--- Begin Input ---

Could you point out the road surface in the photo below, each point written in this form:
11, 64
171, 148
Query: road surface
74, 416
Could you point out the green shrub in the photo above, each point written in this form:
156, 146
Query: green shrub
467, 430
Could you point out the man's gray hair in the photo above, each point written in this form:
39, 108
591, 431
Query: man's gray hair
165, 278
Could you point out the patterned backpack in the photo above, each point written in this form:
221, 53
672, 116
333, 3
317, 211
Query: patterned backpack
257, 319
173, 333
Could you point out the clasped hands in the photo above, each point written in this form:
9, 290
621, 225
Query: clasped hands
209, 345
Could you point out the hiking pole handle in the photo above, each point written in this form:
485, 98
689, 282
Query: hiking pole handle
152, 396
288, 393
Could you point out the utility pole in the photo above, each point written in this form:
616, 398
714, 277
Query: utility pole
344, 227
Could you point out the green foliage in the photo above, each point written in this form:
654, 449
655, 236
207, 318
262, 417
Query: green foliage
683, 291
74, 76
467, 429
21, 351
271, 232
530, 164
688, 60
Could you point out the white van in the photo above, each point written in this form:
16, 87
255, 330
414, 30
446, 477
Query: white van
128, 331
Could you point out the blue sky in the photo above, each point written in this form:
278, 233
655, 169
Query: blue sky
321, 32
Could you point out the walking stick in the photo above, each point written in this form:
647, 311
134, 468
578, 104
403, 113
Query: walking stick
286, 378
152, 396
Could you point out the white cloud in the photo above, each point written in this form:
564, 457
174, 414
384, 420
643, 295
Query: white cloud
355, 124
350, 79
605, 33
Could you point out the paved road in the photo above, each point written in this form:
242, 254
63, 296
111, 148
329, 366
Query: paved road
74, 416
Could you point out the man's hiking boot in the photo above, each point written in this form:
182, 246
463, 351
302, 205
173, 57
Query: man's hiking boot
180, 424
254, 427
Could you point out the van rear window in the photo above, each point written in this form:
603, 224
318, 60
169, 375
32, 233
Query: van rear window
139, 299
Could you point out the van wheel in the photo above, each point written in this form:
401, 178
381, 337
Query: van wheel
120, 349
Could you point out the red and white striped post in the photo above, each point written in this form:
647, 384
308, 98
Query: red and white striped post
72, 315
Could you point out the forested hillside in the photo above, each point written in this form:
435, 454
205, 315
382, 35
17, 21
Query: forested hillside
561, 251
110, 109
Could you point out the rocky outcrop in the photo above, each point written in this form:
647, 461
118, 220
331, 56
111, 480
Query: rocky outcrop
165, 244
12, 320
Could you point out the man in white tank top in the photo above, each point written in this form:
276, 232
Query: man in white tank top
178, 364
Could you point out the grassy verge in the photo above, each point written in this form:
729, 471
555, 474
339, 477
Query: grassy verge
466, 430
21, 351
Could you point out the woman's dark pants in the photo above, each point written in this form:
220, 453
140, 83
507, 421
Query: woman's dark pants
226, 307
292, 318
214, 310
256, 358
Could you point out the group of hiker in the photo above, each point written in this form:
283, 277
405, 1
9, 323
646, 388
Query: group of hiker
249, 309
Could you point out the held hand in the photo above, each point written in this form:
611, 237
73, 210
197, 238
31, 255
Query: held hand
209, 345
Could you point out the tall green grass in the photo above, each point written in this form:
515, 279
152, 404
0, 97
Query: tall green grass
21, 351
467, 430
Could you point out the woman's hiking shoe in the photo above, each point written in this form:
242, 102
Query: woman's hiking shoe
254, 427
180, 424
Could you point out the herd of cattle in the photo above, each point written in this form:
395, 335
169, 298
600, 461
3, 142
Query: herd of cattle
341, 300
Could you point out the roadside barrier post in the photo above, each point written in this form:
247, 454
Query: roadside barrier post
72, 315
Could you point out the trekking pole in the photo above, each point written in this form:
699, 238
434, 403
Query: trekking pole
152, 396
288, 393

--- End Input ---

◆ Do this ◆
Start at the line that contains "Could you point out the herd" and stop after the final line of the entries. Put each of those lines into a Markdown table with two columns, Row and Line, numbering the rows and leaving out any blank lines.

◆ Answer to this problem ◆
| Row | Line |
|---|---|
| 1 | Could you point out the herd of cattle in the photo above, each point written in this form: |
| 2 | 395, 335 |
| 3 | 169, 298 |
| 4 | 600, 461 |
| 5 | 3, 142 |
| 6 | Query: herd of cattle |
| 7 | 341, 300 |
| 8 | Could you point out the roadside barrier post in the photo above, each point written in this form: |
| 9 | 247, 454 |
| 10 | Query: roadside barrier post |
| 11 | 72, 315 |
| 12 | Could you point out the trekking pole in the photo above, each point written in this form: |
| 13 | 699, 238 |
| 14 | 434, 403 |
| 15 | Query: trekking pole |
| 16 | 152, 396 |
| 17 | 288, 393 |